- **Excerpted text**
++++++++++
Reliability Features

Intel claims no less than 20 new RAS features for the new Xeon, most of them borrowed from the Itanium. Some of the RAS features are for the most paranoid of IT professionals. Let's face it, who has experienced a server crash that was caused by a bad CPU? For each CPU failure there must be a million failures caused by buggy software. So we are not too concerned if a competing CPU lacks "hot physical CPU board" swapping, and it is reasonable to think that most IT professionals—even those with mission critical applications—will agree. The most paranoid people usually have the highest budgets, as the mission critical applications they manage could cost them their job if they go down. Not to mention that the company they work for might lose millions of dollars. So those people tend to favor a very long list of reliability features.
++++++++++
- **What you will do**
#1 In the reliability features passage, write out again the portion that begins at the words "Intel claims no" and stops after the words "of reliability features.", putting "faulty processor" wherever "bad CPU" appears.
#2 According to the reliability features passage, how many new RAS features does Intel claim for the new Xeon?
++++++++++
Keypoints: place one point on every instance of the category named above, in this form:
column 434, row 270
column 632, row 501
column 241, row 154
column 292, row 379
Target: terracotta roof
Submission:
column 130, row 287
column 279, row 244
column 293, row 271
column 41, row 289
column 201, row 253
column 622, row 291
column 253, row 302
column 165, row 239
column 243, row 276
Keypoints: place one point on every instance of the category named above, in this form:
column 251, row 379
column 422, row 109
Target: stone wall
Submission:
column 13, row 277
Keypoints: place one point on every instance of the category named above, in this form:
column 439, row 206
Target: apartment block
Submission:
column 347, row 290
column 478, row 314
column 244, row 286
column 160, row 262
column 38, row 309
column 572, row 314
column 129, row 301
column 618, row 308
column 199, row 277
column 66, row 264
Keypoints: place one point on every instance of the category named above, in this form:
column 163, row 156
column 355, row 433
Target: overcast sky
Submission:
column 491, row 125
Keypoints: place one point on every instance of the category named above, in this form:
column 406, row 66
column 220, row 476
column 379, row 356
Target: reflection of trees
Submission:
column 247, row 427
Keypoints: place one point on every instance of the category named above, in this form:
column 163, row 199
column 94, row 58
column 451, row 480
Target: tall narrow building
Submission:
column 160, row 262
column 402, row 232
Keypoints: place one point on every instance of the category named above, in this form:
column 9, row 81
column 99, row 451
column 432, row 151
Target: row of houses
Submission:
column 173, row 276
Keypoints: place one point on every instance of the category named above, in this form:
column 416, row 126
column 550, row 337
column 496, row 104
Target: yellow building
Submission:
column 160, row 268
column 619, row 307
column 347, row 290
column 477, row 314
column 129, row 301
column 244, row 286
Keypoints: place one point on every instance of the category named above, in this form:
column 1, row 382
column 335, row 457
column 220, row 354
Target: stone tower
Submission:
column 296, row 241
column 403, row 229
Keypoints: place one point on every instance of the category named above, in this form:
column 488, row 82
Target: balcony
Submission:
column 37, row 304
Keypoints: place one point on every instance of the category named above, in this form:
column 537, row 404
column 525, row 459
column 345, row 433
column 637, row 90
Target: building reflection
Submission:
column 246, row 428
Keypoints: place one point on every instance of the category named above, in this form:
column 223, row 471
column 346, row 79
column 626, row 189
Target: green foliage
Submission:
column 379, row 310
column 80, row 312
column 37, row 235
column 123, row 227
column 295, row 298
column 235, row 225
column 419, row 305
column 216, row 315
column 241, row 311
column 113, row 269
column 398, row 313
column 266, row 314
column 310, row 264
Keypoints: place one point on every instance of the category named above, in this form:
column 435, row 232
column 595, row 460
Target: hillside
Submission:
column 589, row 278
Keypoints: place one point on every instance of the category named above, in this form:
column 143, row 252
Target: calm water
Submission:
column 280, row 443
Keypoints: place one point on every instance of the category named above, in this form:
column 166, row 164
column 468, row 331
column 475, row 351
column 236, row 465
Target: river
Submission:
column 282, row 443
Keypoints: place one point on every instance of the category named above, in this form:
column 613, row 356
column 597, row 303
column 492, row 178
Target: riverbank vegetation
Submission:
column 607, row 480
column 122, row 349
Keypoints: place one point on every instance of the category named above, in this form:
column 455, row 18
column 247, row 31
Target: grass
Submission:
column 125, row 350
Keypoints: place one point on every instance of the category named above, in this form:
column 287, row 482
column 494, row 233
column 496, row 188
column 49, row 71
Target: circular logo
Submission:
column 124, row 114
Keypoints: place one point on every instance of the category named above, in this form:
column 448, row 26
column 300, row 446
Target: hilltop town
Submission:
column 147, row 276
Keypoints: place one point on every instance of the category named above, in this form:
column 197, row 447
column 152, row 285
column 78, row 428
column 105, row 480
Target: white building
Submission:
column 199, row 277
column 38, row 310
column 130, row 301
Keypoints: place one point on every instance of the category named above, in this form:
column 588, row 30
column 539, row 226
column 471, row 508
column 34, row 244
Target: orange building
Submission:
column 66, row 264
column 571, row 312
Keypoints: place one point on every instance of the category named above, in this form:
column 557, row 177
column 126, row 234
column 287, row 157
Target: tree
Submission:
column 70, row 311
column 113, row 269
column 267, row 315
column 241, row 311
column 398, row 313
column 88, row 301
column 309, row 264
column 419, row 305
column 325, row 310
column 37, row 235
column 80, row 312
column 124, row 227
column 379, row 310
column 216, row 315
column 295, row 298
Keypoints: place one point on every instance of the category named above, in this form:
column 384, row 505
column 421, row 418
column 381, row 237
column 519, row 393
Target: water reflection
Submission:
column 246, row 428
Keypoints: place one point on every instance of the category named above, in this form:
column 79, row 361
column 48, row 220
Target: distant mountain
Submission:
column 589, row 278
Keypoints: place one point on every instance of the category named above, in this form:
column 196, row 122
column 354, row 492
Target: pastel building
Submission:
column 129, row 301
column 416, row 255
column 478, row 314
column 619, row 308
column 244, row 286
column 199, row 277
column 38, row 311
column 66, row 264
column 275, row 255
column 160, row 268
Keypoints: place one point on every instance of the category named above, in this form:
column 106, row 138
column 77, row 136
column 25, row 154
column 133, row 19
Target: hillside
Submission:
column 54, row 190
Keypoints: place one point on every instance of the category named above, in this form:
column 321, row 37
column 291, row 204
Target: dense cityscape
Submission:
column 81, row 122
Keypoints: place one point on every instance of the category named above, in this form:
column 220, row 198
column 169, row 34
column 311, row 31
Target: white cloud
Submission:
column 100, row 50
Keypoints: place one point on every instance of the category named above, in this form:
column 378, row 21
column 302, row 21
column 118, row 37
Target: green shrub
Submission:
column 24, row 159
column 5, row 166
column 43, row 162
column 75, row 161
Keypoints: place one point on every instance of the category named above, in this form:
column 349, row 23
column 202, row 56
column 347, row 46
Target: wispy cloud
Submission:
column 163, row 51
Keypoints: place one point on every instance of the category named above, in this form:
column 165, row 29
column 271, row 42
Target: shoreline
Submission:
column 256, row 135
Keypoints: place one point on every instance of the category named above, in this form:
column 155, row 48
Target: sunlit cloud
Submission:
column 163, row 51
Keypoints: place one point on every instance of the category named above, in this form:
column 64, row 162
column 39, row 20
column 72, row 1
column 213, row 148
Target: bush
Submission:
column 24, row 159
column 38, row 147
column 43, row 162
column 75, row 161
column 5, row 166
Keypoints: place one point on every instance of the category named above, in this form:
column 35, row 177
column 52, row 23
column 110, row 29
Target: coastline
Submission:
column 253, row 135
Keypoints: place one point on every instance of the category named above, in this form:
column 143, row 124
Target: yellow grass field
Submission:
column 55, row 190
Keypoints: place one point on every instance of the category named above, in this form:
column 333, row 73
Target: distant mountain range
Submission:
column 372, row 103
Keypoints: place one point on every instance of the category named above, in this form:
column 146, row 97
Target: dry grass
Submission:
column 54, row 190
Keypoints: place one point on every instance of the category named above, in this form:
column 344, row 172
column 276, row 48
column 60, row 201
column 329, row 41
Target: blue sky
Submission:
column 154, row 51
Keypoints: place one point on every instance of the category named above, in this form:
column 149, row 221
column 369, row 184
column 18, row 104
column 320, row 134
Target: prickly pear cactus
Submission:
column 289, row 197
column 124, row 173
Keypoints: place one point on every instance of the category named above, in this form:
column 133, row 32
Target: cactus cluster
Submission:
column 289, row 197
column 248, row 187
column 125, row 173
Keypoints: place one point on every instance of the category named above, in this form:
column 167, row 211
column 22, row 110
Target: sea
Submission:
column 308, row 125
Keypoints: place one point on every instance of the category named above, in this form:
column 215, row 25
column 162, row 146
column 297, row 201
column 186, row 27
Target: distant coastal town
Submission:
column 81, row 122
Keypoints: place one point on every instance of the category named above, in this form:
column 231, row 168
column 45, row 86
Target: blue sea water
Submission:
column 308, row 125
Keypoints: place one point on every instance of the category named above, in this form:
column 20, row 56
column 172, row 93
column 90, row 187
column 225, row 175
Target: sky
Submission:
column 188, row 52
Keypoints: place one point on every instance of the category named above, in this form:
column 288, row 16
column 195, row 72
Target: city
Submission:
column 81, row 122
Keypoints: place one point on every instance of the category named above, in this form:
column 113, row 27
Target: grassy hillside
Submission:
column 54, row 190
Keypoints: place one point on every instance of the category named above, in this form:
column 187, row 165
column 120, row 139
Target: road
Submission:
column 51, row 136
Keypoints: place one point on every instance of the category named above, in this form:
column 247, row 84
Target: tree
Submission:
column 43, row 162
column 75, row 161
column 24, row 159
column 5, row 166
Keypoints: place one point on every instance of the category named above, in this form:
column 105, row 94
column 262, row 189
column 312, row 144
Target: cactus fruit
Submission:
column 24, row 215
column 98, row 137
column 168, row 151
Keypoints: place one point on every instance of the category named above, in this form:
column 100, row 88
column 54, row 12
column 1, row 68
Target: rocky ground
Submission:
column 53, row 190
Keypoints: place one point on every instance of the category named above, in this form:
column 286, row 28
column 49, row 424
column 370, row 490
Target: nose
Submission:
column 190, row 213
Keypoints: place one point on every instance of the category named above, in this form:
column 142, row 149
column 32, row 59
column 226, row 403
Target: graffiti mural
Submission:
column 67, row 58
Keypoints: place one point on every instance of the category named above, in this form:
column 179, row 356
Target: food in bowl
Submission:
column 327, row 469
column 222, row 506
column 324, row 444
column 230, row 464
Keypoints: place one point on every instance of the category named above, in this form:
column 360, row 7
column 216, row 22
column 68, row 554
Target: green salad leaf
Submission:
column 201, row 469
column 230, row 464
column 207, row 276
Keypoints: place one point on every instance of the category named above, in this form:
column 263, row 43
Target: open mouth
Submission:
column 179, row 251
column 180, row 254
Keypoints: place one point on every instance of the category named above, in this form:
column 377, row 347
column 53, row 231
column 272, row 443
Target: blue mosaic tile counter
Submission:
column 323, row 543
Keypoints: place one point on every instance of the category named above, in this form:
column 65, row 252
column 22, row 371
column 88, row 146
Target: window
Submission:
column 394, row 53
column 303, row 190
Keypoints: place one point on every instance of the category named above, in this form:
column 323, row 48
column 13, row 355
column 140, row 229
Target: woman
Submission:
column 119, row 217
++++++++++
- **Solutions below**
#1
Intel claims no less than 20 new RAS features for the new Xeon, most of them borrowed from the Itanium. Some of the RAS features are for the most paranoid of IT professionals. Let's face it, who has experienced a server crash that was caused by a faulty processor? For each CPU failure there must be a million failures caused by buggy software. So we are not too concerned if a competing CPU lacks "hot physical CPU board" swapping, and it is reasonable to think that most IT professionals—even those with mission critical applications—will agree. The most paranoid people usually have the highest budgets, as the mission critical applications they manage could cost them their job if they go down. Not to mention that the company they work for might lose millions of dollars. So those people tend to favor a very long list of reliability features.

#2 No less than 20.